[PASSAGE PROVIDED]
>>>
The aim of this study was to explore the reasons for continued warfarin use from the perspective of both physicians and patients. However, the most critical element in this scenario, regardless of the type of OAC, is patient compliance with medications as prescribed by physicians. Patient satisfaction with and preference for a given pharmaceutical regimen may have a significant impact on medication adherence.31 The importance of patient adherence to anticoagulant therapy for prevention of stroke cannot be overstated; a single missed dose may lead to stroke.32,33 Therefore, patient preference for anticoagulation therapy should be taken into consideration to maintain optimal medication adherence. Equally important is a healthy doctor–patient relationship that includes discussion of all treatment options and frequent communication about patient satisfaction with anticoagulation therapy.

As shown in Table 1, mean INR values were comparable between patients aged <70 years and ≥70 years, indicating that physicians are not always strictly adherent to the Japanese Circulation Society’s 2013 Guidelines for Pharmacotherapy of Atrial Fibrillation; these guidelines recommend that INR levels in patients with NVAF should be maintained between 2.0 and 3.0 in patients aged <70 years old, and between 1.6 and 2.6 in patients aged ≥70 years old.21 As shown in Figure 2, physicians may be targeting the INR range of 1.6–2.6 even in younger patients, despite Japanese guideline recommendations for a therapeutic range of 2.0–3.0. Similar results have been reported by investigators from the Fushimi Registry, a community-based survey of patients with AF in Japan that primarily consists of private clinics of general practitioners,34,35 and the J-RHYTHM Registry, a nationwide registry of patients with AF recruited from hospitals and clinics specializing in cardiology.36,37 This finding implies that physicians may treat patients of all ages with relatively low doses of warfarin to maintain INR values between 1.6 and 2.6 regardless of guideline recommendations, likely out of concern related to the development of bleeding events. Taken together, these results suggest that INR is suboptimally controlled in patients aged <70 years, regardless of the specialty of the physician managing care.
<<<
[EXPLORE THE MATERIAL]
(1) According to the warfarin passage, what INR range do the Japanese guidelines recommend for patients with NVAF aged 70 or older?
(2) Resume the warfarin passage after its final sentence and continue it in the same vein.

[INPUT DATA]
>>>
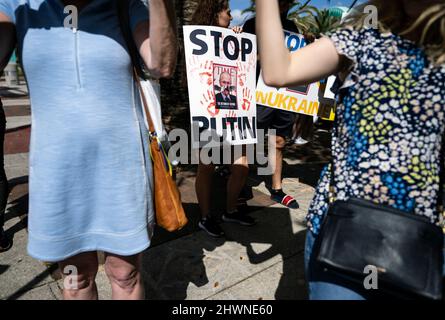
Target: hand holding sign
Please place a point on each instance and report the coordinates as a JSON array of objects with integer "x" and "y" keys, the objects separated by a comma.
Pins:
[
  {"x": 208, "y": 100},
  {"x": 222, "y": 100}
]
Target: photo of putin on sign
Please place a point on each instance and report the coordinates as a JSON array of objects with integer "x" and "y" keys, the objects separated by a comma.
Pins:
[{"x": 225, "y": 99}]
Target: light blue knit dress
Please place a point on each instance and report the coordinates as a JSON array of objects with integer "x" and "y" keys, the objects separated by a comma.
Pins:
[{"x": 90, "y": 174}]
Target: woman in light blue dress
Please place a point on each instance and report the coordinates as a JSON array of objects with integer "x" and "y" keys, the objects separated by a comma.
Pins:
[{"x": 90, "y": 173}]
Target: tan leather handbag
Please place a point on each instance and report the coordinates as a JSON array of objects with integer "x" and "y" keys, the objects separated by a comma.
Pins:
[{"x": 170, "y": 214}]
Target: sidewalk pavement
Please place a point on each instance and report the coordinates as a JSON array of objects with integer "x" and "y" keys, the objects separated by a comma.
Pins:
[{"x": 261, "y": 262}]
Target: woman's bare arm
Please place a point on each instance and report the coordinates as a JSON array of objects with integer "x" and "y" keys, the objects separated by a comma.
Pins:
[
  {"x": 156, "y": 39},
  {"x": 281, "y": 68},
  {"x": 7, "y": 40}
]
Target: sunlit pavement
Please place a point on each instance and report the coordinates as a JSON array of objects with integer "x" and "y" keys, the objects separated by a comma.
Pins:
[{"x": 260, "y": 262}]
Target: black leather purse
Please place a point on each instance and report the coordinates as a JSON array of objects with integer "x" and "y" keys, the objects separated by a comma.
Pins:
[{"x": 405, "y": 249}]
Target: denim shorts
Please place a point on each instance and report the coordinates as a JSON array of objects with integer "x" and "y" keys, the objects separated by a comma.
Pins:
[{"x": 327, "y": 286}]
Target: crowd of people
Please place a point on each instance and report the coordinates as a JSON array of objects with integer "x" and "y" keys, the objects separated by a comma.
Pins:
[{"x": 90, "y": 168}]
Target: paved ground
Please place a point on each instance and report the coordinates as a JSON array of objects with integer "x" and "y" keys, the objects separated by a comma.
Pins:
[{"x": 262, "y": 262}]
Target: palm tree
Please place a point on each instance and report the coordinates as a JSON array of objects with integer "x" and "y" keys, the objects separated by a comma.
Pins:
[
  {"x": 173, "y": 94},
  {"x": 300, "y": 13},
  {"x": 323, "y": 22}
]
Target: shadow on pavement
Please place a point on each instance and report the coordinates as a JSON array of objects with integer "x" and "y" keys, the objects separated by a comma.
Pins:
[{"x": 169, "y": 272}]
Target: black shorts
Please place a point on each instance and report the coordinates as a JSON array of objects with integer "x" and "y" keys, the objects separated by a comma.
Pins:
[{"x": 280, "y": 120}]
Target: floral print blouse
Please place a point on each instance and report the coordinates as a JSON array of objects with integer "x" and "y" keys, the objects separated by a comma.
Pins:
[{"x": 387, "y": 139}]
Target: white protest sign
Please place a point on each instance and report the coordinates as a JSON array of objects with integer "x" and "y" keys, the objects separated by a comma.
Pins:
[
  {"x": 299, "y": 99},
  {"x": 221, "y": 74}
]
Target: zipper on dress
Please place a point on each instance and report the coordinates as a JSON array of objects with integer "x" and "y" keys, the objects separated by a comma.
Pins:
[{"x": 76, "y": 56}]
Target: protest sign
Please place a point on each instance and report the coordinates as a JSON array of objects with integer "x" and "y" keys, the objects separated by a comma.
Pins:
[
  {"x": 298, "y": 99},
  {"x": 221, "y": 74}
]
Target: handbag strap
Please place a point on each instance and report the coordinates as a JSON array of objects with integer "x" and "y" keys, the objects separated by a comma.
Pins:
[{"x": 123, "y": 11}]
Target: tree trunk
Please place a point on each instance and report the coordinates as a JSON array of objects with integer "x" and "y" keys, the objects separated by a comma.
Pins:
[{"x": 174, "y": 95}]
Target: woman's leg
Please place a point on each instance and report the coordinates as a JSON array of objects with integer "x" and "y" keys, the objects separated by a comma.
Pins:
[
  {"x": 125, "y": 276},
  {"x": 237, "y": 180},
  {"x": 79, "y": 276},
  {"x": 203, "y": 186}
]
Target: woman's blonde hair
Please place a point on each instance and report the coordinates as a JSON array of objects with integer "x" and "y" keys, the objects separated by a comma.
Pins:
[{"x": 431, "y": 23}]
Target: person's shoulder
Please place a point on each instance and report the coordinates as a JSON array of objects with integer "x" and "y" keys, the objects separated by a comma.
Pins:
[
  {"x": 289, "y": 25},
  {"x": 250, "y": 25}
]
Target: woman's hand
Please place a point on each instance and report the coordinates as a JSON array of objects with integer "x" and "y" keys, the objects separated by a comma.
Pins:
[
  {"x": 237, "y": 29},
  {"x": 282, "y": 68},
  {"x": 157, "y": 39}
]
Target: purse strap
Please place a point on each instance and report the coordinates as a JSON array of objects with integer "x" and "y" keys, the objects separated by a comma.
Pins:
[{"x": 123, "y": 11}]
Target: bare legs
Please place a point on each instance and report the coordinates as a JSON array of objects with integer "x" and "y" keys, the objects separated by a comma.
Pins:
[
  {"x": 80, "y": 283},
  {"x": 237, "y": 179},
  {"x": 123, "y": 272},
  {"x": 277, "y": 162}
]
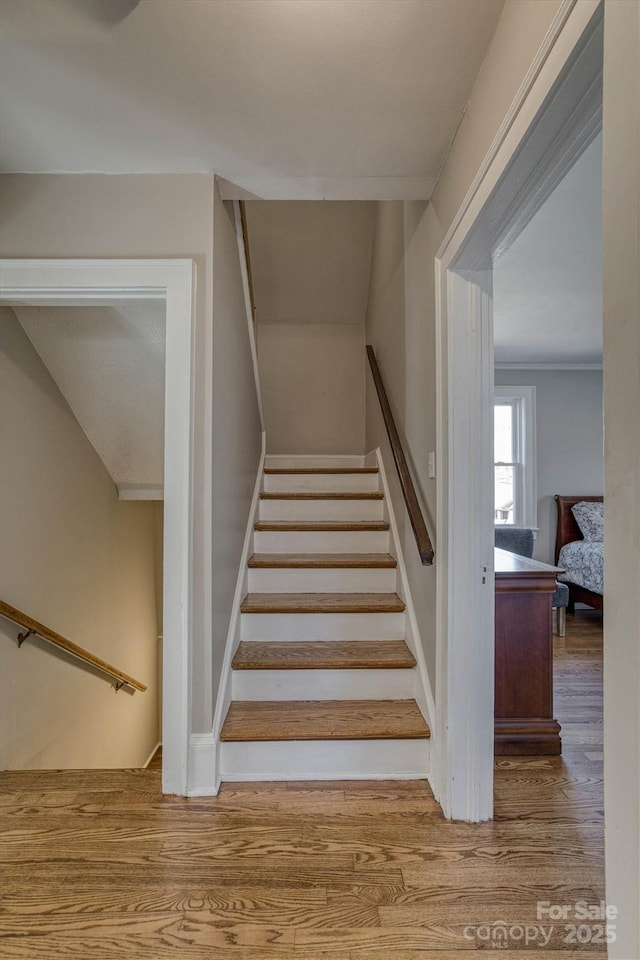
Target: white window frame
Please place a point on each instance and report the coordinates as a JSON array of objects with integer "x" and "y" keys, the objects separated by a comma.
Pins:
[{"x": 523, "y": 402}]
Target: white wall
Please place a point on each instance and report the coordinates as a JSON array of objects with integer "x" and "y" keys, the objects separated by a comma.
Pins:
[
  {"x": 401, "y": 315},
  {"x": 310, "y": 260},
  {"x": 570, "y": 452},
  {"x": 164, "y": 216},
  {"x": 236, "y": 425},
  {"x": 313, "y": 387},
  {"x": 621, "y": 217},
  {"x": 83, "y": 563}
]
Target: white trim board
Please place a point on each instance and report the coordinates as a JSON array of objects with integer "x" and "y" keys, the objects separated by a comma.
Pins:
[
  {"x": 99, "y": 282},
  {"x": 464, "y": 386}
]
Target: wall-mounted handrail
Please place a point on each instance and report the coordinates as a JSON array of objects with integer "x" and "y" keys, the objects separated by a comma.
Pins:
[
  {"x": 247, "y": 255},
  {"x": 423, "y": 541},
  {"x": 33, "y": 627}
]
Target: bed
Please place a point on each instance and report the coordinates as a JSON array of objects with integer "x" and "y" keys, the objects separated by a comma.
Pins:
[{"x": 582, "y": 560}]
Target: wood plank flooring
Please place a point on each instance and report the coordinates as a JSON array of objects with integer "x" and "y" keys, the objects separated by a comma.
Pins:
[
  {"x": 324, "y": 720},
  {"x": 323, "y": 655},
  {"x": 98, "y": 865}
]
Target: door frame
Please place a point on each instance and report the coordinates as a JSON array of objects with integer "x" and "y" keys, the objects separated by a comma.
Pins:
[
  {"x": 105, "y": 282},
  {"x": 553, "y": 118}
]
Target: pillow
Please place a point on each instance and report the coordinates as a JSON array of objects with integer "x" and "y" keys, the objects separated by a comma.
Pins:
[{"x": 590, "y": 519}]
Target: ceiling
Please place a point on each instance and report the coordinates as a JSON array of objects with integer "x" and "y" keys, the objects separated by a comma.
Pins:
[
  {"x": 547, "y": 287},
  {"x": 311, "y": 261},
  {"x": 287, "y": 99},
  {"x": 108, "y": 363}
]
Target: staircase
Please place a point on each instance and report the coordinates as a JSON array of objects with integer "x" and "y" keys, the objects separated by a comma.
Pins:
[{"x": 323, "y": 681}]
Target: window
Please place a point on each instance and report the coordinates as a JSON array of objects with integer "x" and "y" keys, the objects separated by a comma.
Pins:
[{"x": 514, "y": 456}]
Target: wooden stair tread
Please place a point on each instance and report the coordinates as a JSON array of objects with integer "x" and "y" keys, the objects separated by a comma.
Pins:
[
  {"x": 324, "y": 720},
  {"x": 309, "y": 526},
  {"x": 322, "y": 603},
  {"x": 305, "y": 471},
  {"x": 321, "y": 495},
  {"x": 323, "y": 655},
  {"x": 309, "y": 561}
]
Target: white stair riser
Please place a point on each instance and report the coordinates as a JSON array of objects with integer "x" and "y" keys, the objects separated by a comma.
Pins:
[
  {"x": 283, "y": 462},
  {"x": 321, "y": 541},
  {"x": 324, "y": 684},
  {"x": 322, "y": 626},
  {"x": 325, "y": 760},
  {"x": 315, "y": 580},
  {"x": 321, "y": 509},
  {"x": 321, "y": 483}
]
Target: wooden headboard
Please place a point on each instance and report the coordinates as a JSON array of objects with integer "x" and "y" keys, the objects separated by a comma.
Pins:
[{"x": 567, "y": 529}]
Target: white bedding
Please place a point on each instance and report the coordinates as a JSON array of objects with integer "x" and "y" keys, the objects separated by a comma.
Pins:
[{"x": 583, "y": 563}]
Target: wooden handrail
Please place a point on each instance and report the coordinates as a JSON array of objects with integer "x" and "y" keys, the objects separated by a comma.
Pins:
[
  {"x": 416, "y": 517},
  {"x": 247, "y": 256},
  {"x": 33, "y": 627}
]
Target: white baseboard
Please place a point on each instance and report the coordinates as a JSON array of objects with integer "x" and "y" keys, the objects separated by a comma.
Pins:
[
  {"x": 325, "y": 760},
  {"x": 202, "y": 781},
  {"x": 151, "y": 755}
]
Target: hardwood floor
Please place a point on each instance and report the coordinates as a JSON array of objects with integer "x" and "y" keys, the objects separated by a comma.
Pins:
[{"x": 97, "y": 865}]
<<<
[ANSWERS FOR EACH ITEM]
(1) Between 1.6 and 2.6.

(2)
Limitations

This study has several limitations because of its design and methodology. The study was conducted at a limited number of institutions that were chosen at random from the AGAIN study; therefore, the results may not be suitable for extrapolation to general practice in Japan or other countries. Additionally, the questionnaires used in this study have not been validated linguistically and psychometrically, and methods for using them have not been standardized.

Conclusion

Approximately half of the patients in this study received a recommendation from their physician to switch from warfarin to a DOAC, primarily on the basis of improved efficacy and safety, but elected not to change regimens because of the high price of DOACs. In the remaining half of the study population, physician preference or specific patient characteristics prevented a change of therapy. From the physician’s perspective, stable INR control was the most important reason to continue warfarin, even if INR values were below the therapeutic range. For patients, lower cost and long-term positive experiences with warfarin constituted the rationale for warfarin preference. Ultimately, a healthy doctor–patient relationship that includes discussion of all treatment options and frequent communication about patient satisfaction with anticoagulation therapy is crucial for achieving medication adherence.